> [Data to process]:

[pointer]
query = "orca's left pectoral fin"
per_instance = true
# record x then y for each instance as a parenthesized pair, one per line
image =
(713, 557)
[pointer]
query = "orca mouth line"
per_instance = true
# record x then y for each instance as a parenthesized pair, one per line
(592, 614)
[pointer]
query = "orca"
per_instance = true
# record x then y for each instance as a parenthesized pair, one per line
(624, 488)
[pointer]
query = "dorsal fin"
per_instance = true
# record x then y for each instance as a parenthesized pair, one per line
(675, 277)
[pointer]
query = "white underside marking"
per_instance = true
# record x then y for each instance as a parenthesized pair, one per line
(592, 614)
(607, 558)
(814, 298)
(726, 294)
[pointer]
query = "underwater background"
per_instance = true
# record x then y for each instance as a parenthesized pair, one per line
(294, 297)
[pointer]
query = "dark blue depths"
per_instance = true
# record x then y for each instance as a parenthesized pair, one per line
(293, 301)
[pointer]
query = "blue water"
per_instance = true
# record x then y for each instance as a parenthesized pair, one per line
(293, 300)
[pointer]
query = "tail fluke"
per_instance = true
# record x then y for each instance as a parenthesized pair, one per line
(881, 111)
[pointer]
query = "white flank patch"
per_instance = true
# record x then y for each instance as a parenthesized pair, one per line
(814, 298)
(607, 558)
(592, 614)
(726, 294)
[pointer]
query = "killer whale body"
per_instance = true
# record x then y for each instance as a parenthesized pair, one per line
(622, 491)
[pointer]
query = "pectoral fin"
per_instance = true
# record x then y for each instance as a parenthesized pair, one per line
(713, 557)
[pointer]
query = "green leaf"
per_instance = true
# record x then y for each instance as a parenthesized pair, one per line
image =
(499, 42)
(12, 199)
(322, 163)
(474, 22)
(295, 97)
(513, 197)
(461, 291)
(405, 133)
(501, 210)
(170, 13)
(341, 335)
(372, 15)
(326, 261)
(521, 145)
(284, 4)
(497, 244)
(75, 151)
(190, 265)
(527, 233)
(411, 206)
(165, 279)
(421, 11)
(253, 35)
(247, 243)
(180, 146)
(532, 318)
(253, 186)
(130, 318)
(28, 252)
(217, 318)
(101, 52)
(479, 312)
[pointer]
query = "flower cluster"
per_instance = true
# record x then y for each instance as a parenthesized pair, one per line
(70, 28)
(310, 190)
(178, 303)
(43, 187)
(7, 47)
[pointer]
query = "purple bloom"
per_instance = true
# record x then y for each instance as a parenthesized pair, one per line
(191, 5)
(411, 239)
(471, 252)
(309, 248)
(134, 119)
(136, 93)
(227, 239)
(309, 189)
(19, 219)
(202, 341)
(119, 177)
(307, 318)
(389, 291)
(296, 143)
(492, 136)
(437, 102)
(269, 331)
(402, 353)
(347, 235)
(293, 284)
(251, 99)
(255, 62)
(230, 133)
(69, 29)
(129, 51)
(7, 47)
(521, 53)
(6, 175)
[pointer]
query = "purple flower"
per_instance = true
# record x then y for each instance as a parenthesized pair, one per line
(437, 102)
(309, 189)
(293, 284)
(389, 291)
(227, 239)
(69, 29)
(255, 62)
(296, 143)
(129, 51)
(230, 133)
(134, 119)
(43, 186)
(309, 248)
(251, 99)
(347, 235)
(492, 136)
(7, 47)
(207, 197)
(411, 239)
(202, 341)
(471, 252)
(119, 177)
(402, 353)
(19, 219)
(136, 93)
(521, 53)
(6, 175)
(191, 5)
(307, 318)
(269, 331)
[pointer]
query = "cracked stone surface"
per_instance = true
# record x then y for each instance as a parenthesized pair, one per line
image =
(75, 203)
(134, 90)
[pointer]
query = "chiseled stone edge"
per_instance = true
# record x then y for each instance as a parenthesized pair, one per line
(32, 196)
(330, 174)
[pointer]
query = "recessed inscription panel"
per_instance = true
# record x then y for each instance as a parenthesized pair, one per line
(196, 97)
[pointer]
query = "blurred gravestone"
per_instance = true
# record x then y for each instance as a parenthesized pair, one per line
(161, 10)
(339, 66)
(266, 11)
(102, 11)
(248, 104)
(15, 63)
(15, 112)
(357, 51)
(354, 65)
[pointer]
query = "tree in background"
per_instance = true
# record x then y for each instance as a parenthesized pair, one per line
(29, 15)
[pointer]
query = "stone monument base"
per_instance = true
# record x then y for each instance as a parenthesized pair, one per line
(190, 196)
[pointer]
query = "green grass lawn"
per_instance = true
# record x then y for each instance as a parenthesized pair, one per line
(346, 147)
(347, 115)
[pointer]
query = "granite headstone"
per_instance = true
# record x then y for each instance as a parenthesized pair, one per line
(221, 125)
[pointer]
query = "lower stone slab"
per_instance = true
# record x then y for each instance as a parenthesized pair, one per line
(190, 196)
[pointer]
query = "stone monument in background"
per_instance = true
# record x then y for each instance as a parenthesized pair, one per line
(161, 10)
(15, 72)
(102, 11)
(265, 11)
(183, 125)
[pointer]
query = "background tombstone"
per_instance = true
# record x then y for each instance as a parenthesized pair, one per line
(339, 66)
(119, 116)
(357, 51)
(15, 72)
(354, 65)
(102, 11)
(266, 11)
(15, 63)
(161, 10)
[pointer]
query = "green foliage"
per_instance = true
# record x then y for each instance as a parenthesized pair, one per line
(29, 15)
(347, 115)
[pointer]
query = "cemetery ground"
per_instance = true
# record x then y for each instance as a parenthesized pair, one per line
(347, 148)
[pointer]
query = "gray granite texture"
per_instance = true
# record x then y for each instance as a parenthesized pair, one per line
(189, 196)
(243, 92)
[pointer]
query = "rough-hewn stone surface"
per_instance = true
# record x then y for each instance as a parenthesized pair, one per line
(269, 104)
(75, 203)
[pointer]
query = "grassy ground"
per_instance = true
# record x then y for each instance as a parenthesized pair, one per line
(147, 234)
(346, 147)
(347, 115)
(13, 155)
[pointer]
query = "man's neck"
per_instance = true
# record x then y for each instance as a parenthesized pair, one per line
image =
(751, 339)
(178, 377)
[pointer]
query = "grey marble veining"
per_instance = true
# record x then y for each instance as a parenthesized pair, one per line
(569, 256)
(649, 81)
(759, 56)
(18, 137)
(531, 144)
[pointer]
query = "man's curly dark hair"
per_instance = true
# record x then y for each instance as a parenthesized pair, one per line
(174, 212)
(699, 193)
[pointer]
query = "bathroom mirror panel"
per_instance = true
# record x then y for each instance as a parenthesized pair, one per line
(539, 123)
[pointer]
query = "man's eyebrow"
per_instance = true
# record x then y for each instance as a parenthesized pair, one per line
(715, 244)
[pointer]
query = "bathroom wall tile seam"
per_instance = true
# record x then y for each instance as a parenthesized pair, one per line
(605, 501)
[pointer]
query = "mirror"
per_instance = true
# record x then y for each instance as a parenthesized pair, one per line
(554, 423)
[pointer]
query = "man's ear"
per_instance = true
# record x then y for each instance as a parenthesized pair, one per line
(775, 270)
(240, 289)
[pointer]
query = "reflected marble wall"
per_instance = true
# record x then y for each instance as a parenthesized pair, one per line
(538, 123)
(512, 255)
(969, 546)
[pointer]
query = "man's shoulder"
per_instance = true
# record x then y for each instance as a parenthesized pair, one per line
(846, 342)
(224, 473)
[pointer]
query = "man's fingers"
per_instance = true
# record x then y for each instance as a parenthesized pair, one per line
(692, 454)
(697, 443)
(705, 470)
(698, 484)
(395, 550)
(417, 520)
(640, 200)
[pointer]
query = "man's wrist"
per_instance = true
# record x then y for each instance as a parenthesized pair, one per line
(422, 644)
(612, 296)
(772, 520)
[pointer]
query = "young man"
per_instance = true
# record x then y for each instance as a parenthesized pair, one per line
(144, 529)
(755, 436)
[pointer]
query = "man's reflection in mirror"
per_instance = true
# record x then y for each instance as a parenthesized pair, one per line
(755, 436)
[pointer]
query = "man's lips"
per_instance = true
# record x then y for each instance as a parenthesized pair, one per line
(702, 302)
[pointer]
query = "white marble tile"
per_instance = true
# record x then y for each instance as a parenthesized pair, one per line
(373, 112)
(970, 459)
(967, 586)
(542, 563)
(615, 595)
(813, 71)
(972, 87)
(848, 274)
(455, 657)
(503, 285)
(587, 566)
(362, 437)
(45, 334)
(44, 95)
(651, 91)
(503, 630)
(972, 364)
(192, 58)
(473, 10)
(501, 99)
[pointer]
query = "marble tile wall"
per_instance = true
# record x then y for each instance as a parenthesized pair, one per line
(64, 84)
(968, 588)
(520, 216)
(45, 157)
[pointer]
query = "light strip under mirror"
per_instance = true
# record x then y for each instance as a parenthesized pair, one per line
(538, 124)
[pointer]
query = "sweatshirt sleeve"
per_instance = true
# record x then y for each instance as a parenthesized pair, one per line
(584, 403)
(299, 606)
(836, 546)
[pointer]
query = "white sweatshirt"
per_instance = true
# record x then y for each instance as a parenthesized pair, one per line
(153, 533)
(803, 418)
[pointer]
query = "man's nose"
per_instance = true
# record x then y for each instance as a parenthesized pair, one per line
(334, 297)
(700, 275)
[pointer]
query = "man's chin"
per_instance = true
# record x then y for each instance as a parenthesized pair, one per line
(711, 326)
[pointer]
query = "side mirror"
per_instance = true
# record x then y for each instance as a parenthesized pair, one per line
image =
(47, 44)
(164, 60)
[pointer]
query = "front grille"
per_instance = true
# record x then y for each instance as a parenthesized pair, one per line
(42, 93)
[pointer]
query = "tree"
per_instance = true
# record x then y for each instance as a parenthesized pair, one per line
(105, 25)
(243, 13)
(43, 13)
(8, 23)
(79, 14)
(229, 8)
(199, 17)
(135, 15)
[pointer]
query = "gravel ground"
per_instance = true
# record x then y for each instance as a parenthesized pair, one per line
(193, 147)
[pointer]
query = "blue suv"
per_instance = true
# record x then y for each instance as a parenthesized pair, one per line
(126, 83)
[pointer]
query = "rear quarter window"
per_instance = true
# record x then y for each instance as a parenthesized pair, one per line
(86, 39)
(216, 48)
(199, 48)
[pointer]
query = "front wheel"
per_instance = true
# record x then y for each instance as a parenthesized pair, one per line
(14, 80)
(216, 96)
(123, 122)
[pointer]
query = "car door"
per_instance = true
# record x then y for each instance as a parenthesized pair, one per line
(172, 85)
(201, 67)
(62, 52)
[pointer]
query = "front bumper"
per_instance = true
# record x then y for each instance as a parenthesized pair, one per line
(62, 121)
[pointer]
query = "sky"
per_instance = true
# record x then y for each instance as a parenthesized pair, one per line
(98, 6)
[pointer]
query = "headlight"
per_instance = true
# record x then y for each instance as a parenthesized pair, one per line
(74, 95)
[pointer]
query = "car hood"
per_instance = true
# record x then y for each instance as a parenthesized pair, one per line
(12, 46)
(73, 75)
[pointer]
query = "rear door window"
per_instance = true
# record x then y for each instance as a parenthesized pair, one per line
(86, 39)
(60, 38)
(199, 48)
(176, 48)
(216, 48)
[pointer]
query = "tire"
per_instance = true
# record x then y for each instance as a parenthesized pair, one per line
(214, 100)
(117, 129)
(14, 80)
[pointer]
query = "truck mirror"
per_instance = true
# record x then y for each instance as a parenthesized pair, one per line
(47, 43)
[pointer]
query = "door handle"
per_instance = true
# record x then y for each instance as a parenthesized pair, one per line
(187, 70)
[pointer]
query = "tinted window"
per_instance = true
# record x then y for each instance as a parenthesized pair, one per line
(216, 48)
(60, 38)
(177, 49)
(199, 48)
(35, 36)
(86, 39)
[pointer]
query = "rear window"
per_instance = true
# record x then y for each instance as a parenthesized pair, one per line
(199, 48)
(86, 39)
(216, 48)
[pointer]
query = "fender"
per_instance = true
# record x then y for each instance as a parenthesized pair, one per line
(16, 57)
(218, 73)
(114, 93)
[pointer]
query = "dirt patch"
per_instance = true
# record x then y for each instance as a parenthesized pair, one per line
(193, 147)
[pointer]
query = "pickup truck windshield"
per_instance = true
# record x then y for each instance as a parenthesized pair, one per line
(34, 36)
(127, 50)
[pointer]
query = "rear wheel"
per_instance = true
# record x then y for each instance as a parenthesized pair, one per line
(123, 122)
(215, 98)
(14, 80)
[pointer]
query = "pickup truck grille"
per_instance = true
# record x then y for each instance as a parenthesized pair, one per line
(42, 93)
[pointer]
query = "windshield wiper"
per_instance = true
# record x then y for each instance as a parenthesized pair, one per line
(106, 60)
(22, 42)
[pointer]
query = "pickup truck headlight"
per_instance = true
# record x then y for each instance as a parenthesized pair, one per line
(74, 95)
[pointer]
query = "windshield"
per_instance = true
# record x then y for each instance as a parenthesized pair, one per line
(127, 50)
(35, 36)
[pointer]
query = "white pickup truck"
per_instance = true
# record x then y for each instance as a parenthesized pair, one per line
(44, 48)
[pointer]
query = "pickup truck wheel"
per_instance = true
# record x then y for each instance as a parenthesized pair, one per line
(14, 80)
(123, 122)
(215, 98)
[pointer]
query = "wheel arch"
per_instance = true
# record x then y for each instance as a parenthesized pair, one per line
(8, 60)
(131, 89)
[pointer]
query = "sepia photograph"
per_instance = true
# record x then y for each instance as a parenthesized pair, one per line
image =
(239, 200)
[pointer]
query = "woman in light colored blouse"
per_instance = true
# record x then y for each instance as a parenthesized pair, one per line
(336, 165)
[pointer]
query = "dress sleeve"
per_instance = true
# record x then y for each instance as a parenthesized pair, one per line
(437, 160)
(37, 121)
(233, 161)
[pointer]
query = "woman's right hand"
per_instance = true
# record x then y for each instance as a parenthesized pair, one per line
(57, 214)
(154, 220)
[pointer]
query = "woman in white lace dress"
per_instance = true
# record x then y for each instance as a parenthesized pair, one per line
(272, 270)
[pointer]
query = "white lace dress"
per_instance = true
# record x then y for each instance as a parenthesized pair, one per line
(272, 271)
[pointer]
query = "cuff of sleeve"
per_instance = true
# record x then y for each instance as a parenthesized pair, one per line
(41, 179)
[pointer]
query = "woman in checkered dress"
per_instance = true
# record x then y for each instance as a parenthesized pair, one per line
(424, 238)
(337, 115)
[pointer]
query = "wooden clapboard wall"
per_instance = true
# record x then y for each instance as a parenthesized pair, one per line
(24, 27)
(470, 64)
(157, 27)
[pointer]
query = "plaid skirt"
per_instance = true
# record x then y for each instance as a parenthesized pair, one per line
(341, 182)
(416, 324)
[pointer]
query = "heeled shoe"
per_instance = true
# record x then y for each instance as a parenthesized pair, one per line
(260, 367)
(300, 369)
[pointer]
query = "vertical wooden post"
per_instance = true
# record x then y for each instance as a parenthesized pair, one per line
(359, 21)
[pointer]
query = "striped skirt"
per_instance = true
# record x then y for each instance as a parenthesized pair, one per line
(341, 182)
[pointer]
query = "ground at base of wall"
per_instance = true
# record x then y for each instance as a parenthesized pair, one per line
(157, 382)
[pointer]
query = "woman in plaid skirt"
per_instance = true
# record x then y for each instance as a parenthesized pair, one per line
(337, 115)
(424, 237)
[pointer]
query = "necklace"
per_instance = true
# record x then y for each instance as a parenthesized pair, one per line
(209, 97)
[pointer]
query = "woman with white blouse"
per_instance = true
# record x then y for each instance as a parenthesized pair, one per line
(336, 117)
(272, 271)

> [Short problem]: State how many lines in the records above contain the string "bathroom". Reply with the number alone.

> [Complete response]: 2